(Text section)

Tuesday, September 20, 2011


After a long year, the silence is broken.

This weekend was filled with fun and family.

First our front tree was dead and had to come out. My brother made it look easy. We all enjoyed the wood later and made s'mores.

Then we watched Lincoln play some flag football.

On Sunday, my sister-in-law was nice enough to take some family and individual pictures. Here are just a few.

This is seriously the most fun and exhaustion I have had in months.

The Cheese Sandwich

It has taken me weeks to get the courage to write this post but I was inspired by an e-mail from my sister-in-law today. I will never forget the love my husband showed me by making me a cheese sandwich.

Our baby is now a healthy five-week old baby but the battle to get him here was hard. At the age of 34, I found out that I was unexpectedly pregnant. I had never had an easy pregnancy and was scared.

(End Text section)

What you need to do:
Rewrite the part of the blog post that opens with "Then we watched" and closes with "just a few.", replacing "flag football" with "soccer". Rely only on the blog post to answer.

(The data)

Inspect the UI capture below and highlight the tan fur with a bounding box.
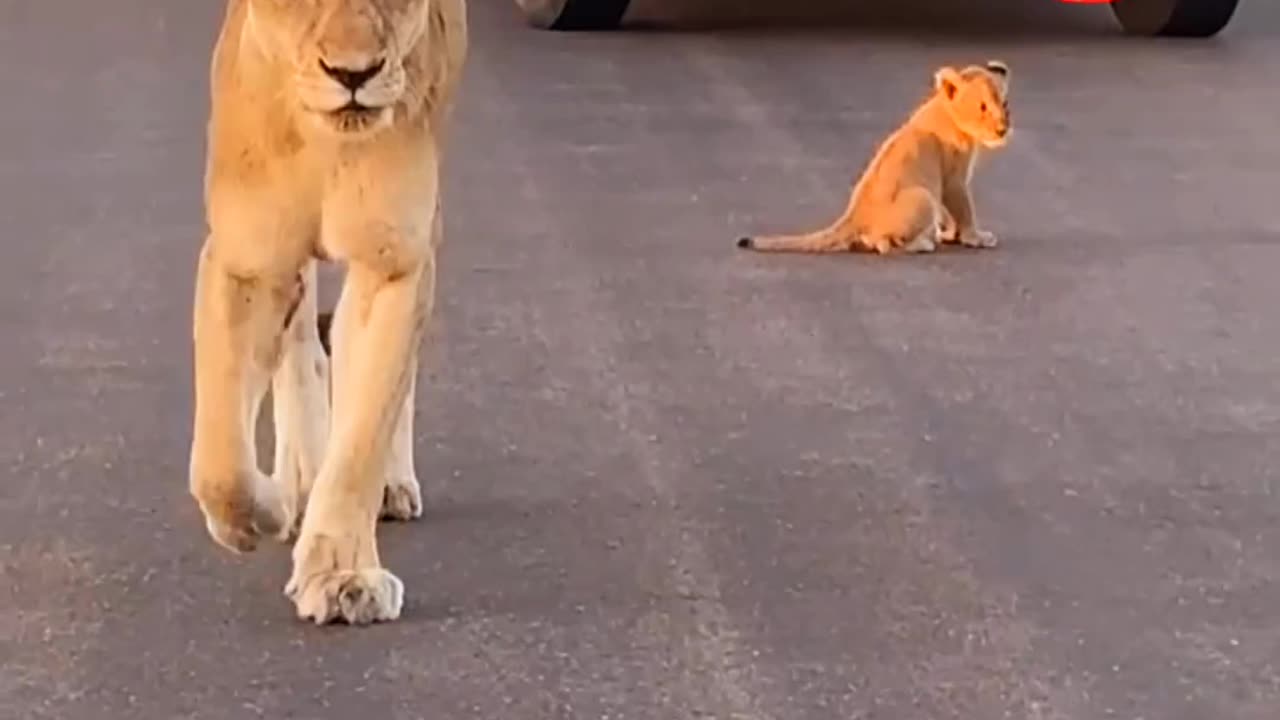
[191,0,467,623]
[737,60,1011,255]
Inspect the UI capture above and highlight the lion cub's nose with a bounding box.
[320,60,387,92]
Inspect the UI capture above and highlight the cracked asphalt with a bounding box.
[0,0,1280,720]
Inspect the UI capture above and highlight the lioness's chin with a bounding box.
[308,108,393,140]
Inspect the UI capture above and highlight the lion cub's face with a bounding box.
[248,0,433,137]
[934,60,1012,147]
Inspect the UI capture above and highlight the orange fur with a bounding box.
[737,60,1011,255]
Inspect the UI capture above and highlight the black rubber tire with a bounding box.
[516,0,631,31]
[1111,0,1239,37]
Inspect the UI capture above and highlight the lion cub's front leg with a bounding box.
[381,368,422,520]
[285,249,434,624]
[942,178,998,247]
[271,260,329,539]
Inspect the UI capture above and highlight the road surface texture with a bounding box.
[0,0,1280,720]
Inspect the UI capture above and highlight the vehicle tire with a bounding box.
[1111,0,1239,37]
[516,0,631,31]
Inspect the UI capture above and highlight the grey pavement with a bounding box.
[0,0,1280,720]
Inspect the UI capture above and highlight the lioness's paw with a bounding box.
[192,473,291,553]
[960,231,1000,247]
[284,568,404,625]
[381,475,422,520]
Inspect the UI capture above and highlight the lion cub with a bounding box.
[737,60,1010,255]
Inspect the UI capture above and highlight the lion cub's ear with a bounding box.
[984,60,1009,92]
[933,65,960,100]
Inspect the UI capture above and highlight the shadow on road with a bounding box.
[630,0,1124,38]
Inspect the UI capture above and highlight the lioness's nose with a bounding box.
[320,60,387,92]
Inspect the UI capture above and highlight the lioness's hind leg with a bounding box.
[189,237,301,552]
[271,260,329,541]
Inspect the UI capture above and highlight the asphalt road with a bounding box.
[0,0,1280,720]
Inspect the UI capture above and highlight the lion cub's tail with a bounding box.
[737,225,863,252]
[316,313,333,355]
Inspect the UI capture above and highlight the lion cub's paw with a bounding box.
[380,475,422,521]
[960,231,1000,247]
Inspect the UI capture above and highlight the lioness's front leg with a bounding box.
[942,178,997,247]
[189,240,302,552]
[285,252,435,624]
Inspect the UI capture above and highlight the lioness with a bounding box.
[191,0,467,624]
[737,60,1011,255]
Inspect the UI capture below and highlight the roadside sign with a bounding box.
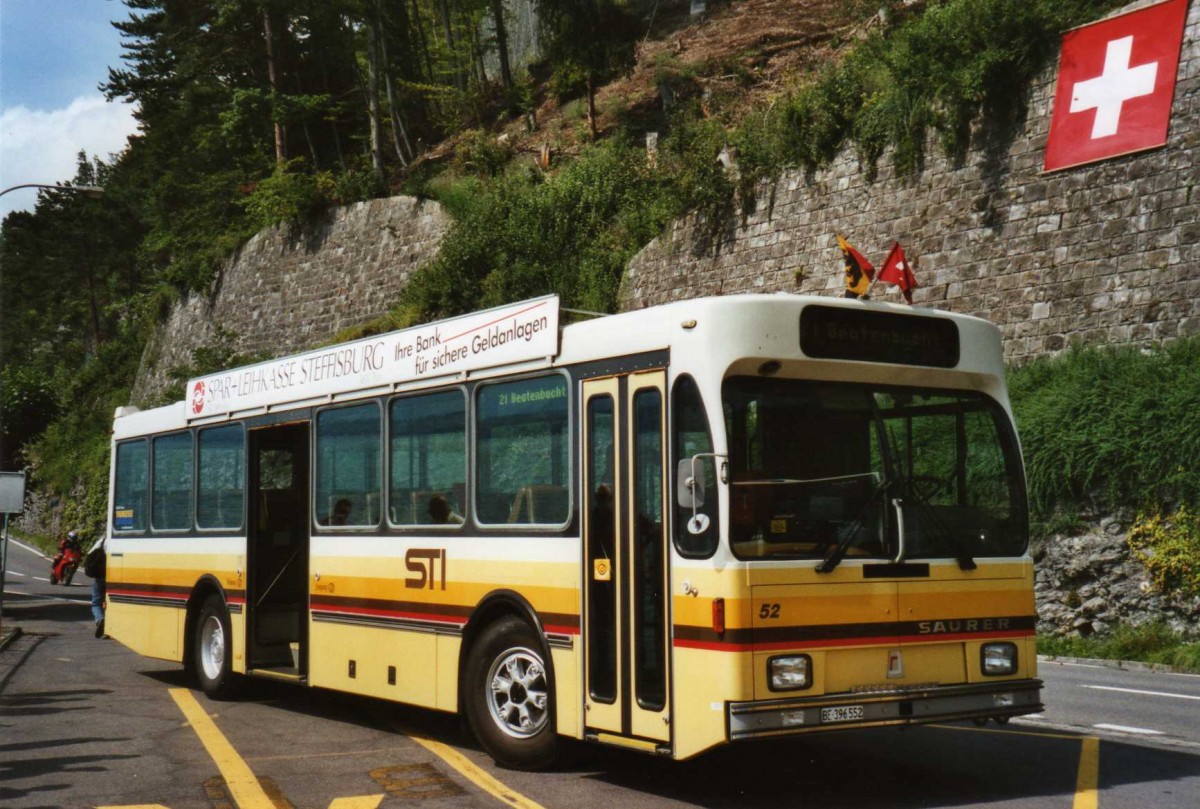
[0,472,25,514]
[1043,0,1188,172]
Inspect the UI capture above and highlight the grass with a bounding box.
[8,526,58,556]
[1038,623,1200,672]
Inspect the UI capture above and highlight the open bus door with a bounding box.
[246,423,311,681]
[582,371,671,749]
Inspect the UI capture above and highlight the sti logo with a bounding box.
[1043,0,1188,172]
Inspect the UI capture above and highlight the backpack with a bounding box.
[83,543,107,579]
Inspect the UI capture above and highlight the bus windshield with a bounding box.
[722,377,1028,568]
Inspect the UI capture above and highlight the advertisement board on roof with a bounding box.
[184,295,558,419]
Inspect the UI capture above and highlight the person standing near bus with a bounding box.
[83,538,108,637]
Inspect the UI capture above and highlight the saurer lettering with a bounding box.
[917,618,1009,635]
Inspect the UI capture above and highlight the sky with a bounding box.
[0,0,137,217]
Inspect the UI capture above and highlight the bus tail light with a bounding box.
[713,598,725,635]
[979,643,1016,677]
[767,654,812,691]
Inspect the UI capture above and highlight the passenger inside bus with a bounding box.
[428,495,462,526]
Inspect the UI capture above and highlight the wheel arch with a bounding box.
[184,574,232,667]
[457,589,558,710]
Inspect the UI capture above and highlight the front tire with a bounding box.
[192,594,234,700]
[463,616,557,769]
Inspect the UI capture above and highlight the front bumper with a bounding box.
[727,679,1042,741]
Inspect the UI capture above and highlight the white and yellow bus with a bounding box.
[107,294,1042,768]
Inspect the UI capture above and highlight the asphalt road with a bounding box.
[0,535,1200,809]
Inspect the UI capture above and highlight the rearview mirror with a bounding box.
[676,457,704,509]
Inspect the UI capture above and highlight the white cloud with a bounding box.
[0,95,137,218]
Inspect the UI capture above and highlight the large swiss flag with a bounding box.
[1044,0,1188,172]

(End The data)

Written answer:
Then we watched Lincoln play some soccer.

On Sunday, my sister-in-law was nice enough to take some family and individual pictures. Here are just a few.